--- BEGIN Dataset ---

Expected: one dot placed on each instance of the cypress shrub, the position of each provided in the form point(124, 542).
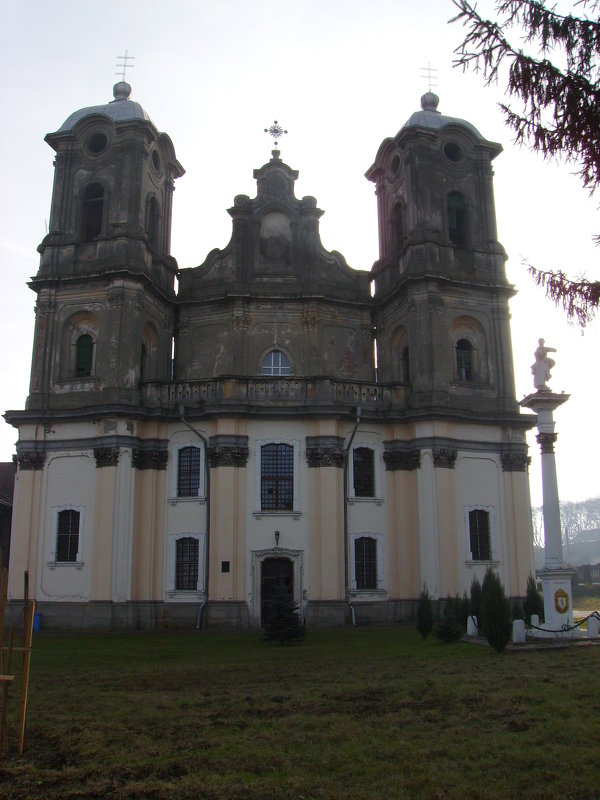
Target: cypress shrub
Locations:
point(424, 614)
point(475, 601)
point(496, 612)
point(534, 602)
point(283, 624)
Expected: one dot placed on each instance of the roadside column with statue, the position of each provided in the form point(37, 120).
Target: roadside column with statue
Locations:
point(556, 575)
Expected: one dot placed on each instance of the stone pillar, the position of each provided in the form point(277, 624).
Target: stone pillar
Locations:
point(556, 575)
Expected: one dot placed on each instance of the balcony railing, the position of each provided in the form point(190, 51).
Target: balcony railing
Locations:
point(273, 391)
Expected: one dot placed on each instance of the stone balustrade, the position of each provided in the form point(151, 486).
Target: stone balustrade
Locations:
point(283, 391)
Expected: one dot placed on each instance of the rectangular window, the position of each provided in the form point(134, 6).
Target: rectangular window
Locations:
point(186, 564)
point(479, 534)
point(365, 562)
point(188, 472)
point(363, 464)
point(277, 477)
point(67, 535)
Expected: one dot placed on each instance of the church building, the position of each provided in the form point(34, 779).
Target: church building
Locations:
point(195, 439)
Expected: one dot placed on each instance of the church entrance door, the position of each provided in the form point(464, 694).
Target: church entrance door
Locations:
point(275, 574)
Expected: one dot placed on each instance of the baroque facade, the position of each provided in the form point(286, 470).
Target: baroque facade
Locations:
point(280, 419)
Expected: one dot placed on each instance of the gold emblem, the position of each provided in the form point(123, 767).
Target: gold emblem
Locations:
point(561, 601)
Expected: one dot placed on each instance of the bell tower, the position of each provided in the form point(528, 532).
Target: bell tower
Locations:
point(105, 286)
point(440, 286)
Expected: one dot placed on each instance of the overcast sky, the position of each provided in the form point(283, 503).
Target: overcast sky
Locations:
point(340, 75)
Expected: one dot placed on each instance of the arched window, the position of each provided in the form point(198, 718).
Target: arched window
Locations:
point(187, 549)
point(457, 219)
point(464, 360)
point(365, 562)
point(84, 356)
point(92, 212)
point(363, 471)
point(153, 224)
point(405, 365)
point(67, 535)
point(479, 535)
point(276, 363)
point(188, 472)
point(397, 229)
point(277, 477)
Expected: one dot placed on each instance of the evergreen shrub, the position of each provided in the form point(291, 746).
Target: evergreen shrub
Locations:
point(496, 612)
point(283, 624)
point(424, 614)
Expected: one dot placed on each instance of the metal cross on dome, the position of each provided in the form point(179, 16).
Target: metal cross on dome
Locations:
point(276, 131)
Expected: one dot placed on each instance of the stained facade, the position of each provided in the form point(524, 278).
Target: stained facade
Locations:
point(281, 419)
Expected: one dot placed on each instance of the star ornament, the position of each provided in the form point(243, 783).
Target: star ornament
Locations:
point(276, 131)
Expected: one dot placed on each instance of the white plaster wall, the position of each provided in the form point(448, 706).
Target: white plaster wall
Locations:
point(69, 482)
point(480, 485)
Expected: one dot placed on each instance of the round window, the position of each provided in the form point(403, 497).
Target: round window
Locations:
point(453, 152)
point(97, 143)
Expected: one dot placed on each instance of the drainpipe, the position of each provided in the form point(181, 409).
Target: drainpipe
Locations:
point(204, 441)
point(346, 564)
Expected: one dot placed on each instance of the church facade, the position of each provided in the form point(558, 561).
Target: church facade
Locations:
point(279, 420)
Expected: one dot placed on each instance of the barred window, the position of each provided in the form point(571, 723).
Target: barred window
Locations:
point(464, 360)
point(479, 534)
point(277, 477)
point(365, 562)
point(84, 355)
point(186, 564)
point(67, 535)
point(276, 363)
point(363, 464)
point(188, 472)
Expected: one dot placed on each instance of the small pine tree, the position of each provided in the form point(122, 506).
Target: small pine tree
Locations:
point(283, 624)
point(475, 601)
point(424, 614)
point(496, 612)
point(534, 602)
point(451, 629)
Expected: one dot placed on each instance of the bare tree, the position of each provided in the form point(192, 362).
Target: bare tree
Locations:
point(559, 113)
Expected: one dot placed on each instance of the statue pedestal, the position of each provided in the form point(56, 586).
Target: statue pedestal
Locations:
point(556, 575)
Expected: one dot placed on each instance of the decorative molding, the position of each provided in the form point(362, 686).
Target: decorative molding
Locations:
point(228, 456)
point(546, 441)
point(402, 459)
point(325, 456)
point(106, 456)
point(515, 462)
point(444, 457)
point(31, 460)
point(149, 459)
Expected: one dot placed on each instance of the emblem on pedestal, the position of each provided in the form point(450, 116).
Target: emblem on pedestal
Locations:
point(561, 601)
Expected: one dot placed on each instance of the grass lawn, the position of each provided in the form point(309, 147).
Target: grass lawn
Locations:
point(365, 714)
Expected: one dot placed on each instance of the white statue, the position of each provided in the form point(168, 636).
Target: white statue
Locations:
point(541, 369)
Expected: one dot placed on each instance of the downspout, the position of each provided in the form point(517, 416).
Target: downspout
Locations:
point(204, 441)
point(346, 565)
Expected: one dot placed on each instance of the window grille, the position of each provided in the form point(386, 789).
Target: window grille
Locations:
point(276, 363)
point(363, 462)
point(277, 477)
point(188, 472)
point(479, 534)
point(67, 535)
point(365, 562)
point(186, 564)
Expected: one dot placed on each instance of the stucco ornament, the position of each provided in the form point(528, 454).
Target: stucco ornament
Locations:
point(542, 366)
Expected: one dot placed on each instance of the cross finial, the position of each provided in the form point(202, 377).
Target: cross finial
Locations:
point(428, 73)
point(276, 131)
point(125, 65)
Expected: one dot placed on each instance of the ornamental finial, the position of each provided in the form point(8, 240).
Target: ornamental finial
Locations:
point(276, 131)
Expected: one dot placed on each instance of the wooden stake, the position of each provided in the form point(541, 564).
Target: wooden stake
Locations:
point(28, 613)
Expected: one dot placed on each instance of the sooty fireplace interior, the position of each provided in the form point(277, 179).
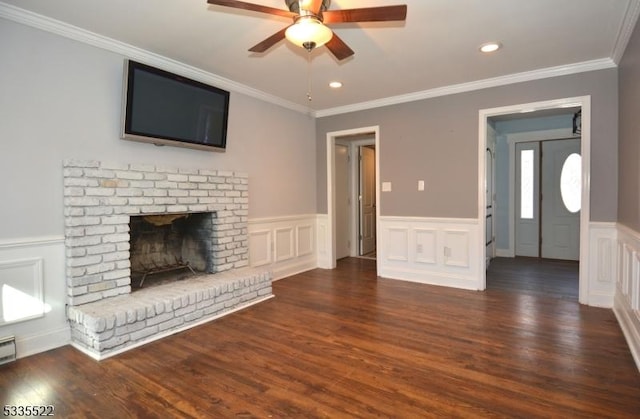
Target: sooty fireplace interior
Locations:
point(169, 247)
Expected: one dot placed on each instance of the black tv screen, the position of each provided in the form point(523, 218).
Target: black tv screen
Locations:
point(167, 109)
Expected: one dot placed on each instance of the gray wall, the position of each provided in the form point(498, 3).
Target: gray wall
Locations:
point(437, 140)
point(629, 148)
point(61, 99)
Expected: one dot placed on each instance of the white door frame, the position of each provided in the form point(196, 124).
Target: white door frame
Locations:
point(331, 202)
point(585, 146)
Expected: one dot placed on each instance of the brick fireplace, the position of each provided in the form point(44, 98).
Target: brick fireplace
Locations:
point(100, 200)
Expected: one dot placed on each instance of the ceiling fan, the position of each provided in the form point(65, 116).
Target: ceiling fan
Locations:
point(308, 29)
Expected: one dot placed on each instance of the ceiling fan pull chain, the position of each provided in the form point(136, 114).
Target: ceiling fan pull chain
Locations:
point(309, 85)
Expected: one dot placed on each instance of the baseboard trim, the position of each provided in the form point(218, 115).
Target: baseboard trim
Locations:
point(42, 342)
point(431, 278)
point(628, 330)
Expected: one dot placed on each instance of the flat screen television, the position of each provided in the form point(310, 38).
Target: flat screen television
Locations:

--- END Dataset ---
--- BEGIN Dataset ---

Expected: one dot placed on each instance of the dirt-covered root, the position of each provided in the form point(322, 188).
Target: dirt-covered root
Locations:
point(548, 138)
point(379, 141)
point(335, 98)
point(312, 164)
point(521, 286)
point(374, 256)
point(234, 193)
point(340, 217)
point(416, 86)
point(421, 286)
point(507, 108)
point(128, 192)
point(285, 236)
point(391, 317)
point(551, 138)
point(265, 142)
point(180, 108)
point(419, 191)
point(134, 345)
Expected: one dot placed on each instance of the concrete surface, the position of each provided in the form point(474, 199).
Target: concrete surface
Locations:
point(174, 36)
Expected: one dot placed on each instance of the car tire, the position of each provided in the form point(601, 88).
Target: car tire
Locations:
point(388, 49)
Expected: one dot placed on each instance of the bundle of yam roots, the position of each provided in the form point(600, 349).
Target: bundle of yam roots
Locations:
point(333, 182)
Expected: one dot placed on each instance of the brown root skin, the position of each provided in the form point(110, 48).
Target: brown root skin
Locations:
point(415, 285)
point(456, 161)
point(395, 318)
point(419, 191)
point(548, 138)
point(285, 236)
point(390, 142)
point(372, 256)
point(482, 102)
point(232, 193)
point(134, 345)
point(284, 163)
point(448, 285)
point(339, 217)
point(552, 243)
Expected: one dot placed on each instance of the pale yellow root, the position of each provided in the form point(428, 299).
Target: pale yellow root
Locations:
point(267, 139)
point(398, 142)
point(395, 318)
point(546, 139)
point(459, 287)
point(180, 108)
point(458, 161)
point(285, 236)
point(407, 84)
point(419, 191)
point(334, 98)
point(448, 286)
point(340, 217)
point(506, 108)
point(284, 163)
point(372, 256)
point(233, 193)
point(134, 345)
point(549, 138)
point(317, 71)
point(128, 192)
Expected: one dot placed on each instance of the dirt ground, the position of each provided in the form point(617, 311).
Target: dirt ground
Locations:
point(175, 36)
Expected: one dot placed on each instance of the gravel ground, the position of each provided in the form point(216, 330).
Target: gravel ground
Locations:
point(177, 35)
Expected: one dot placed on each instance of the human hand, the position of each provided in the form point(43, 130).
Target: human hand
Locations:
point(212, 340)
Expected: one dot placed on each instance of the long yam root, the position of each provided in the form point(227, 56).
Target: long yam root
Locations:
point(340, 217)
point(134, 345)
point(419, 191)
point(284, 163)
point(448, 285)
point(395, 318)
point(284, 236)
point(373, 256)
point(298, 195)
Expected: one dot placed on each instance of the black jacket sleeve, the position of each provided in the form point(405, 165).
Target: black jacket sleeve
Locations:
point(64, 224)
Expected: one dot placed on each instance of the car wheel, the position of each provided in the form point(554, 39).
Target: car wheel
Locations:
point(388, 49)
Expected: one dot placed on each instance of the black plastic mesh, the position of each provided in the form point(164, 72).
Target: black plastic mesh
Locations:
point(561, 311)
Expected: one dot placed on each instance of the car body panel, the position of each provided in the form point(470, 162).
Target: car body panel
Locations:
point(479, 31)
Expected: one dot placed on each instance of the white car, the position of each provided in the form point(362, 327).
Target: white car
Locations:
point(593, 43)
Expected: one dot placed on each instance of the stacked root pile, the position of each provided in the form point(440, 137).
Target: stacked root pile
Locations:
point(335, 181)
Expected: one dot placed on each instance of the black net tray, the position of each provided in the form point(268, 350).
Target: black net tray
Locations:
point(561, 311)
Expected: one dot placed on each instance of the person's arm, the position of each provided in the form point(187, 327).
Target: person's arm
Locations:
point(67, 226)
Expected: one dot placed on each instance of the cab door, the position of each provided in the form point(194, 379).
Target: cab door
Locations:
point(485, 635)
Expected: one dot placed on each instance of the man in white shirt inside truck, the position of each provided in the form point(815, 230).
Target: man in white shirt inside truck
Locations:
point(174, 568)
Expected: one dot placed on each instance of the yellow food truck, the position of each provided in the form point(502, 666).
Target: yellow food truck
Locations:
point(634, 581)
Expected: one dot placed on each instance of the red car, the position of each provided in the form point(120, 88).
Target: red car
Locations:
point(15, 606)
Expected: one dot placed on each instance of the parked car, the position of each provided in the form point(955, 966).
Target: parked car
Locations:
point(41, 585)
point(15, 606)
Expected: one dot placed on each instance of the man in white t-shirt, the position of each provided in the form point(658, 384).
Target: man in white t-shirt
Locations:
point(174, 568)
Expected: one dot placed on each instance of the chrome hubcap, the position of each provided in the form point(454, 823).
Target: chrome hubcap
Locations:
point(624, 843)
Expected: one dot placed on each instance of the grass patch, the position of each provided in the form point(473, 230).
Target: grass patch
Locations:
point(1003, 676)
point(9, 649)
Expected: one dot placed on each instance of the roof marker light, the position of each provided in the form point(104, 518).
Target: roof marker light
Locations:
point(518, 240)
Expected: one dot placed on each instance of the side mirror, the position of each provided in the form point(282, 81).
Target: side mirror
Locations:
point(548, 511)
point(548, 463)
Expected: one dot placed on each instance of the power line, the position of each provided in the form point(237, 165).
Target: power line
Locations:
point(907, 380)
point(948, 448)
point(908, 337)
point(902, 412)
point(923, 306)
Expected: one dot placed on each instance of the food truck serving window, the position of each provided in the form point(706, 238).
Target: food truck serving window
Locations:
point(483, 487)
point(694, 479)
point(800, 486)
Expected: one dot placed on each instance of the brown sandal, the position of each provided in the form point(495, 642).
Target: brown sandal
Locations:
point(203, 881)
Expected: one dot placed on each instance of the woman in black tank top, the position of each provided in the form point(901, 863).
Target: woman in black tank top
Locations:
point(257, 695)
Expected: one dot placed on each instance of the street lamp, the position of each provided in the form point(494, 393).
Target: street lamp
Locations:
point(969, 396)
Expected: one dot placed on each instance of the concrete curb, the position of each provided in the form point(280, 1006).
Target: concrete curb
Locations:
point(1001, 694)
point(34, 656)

--- END Dataset ---
--- BEGIN Dataset ---

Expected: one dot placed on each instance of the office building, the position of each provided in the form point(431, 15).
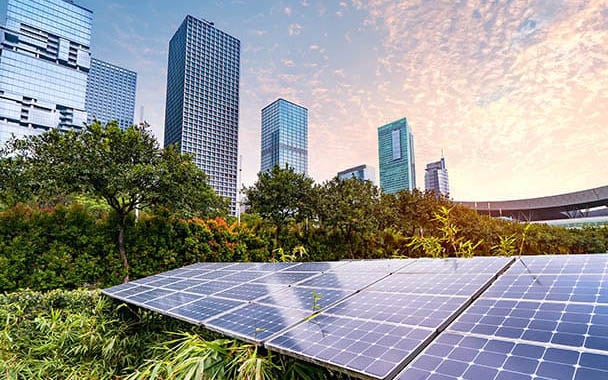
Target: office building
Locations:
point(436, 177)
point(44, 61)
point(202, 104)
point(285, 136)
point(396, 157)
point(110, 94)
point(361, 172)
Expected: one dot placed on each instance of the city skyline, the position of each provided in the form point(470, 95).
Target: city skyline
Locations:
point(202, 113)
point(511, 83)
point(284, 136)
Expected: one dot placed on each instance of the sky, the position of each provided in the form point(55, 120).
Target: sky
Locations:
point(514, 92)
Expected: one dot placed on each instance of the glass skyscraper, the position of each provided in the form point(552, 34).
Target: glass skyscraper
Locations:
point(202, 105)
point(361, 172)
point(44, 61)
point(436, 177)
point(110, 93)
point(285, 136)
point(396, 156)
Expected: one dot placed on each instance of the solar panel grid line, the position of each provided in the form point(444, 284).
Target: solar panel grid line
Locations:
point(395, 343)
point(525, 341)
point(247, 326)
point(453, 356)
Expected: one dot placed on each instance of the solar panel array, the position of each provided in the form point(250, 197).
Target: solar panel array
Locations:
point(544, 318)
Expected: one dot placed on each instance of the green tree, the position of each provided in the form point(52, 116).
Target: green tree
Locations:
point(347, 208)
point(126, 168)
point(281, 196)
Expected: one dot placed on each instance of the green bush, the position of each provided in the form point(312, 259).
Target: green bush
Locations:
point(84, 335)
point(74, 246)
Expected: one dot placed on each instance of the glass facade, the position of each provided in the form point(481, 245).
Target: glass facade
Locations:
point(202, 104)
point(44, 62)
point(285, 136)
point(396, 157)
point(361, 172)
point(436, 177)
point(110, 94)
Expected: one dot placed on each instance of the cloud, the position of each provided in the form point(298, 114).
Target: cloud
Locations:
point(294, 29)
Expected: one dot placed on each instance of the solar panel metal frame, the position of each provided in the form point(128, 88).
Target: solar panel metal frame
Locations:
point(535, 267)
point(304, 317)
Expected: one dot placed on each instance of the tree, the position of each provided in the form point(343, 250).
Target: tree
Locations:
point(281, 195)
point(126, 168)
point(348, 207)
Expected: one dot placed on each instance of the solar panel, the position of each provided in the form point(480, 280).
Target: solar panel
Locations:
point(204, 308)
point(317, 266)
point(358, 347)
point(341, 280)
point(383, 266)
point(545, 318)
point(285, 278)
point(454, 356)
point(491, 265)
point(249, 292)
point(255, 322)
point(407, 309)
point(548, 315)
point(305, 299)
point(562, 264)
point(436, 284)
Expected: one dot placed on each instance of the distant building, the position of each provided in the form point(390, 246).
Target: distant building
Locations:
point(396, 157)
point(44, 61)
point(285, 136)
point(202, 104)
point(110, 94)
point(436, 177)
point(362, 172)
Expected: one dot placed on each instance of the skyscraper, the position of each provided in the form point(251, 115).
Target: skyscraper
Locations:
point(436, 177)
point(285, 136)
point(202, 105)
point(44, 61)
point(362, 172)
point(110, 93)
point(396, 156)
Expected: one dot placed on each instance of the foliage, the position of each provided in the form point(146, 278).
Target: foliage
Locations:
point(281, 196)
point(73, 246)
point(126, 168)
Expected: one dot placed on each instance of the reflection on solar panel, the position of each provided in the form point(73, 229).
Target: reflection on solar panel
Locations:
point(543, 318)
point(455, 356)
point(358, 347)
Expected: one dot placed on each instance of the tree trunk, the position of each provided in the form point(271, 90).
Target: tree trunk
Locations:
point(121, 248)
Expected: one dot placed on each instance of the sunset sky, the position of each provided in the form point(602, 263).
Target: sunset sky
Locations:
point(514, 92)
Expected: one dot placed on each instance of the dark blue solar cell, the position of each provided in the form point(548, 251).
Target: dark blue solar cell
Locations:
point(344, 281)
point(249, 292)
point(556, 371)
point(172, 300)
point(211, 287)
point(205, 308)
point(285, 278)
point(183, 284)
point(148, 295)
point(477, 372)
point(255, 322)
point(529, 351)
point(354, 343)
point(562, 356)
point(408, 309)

--- END Dataset ---

**Challenge:**
Please give the records starting with the line that contains "Expected: one dot placed on each instance of the cypress" and going on through the line that contains "point(283, 391)" as a two-column CSV with the columns instruction and locations, one row per record. Put each field in double quotes, turn any line breaks into spaces, and leave out the pictures.

**Answer to the exercise:**
instruction,locations
"Expected: one dot placed on each instance of the cypress shrub, the position of each provided in the form point(124, 542). Target: cypress shrub Locations:","point(424, 614) point(475, 601) point(496, 612) point(534, 602) point(283, 624)"
"Expected: one dot placed on each instance of the roadside column with statue, the position of each provided in the form point(37, 120). Target: roadside column with statue Locations:","point(556, 575)"
"Expected: one dot placed on each instance of the stone pillar, the position of each provided in the form point(277, 624). Target: stone pillar Locations:","point(556, 575)"
"Expected: one dot placed on each instance of the balcony railing, the position of each provided in the form point(190, 51). Target: balcony railing Locations:","point(273, 391)"
"Expected: one dot placed on each instance of the stone balustrade, the position of each provided in the form point(151, 486). Target: stone balustrade Locations:","point(283, 391)"